SCHRIFTLICHE AUFGABE 1: Gib jede Zeile der Datensätze zurück, in der die Zeichenfolge „beak“ vorkommt.
SCHRIFTLICHE AUFGABE 2: Schreib den Forumsthread über eine AiO-Wasserkühlung für ein Mini-ITX-System im Anschluss an seinen letzten Satz weiter.

QUELLE:
┄┄┄┄┄┄┄┄┄┄

# AiO für mini-ITX gesucht



## TheAbyss (12. August 2016)

*AiO für mini-ITX gesucht*

Hallo, ich habe mir aus Experimentierfreude ein ITX System gebastelt. Es besteht aus Gebrauchtteilen, um die Kosten nicht ausufern zu lassen. Jetzt geht es darum, in einem Raijintek Metis eine möglichst effiziente Kühlung zu realisieren. Das Case hat eine 120mm Aufnahme auf der Rückseite. Jetzt die Frage, ob ein Sandy I5 sinnvoll unter Wasser gesetzt werden kann mit einer 120er Radifläche, oder was euere Idee dazu wäre.


----------



## Rangod (14. August 2016)

*AW: AiO für mini-ITX gesucht*

Auf jeden fall, ich hatte mal eine H60 auf einem 3570k und das hat wunderbar geklappt bei 4 GHz. Ich würde sogar sagen das eine kleine Aio in einem solch kleinen Gehäuse von Vorteil ist da die warme Luft direkt aus dem Gehäuse raus kann.


----------



## Tra6zon (20. August 2016)

┄┄┄┄┄┄┄┄┄┄

DATENGRUNDLAGE:
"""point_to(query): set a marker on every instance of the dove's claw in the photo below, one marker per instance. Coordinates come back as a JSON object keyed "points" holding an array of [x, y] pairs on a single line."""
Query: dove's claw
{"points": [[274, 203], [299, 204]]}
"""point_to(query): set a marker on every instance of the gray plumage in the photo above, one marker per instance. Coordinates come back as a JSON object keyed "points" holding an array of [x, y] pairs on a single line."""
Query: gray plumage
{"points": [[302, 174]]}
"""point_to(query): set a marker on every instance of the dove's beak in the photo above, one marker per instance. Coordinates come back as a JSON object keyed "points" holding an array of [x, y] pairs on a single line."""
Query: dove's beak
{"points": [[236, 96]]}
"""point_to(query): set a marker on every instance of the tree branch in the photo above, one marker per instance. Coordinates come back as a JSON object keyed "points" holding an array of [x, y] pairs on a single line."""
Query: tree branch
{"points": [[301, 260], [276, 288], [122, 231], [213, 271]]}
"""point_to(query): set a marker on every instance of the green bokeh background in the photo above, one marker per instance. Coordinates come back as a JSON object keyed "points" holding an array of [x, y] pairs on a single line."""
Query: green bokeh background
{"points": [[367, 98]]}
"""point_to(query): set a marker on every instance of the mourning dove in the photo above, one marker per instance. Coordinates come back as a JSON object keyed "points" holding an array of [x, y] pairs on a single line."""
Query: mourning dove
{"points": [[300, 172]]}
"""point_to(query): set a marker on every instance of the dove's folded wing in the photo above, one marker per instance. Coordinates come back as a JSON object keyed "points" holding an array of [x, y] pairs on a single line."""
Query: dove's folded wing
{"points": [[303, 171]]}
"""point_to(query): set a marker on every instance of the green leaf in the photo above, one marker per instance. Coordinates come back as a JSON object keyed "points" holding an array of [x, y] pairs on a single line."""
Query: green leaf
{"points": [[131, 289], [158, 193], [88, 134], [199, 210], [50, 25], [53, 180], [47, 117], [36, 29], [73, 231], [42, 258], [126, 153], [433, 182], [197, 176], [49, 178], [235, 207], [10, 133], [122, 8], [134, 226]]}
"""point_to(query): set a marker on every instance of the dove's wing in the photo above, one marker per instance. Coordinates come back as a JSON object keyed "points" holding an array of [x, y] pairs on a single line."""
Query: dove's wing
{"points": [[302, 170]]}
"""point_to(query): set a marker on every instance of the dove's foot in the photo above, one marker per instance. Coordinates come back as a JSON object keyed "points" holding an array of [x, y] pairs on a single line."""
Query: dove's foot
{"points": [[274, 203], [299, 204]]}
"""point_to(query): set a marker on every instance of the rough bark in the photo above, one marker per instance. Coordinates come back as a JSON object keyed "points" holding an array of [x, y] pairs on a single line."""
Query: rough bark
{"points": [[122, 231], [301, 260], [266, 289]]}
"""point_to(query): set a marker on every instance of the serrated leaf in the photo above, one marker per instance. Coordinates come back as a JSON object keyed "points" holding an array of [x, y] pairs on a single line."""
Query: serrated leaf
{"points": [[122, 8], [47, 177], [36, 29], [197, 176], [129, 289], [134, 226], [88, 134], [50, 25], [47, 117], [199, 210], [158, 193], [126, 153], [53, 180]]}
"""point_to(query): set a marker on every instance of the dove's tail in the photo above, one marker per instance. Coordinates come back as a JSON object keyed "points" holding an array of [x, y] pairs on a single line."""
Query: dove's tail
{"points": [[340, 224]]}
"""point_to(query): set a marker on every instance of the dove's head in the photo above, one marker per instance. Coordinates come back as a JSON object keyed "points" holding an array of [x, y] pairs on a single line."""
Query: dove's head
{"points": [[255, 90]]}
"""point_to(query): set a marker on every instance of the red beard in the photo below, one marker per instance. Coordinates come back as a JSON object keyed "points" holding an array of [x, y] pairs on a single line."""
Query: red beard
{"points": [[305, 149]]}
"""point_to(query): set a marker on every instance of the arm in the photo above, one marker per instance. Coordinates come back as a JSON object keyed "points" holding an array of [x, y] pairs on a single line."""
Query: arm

┄┄┄┄┄┄┄┄┄┄

LÖSUNG 1:
"""point_to(query): set a marker on every instance of the dove's beak in the photo above, one marker per instance. Coordinates come back as a JSON object keyed "points" holding an array of [x, y] pairs on a single line."""
Query: dove's beak

LÖSUNG 2:
*AW: AiO für mini-ITX gesucht*



TheAbyss schrieb:


> Hallo, ich habe mir aus Experimentierfreude ein ITX System gebastelt. Es besteht aus Gebrauchtteilen, um die Kosten nicht ausufern zu lassen. Jetzt geht es darum, in einem Raijintek Metis eine möglichst effiziente Kühlung zu realisieren. Das Case hat eine 120mm Aufnahme auf der Rückseite. Jetzt die Frage, ob ein Sandy I5 sinnvoll unter Wasser gesetzt werden kann mit einer 120er Radifläche, oder was euere Idee dazu wäre.



Ich denke da kannst du einiges rausholen mit einer AiO.
Ich kann dir die neue CoolerMaster MasterLiquid Pro 120 sehr empfehlen, da ich die Pro 240 grade neu eingebaut habe und davon sehr begeistert bin.

Ist aufjedenfall mal einen Blick wert


----------



## Abductee (20. August 2016)

*AW: AiO für mini-ITX gesucht*

Das Gehäuse erlaubt Kühler bis 160mm, wofür eine problematische AiO?
Der 2500K ist zudem ja noch verlötet, die Wärmeableitung ist da super.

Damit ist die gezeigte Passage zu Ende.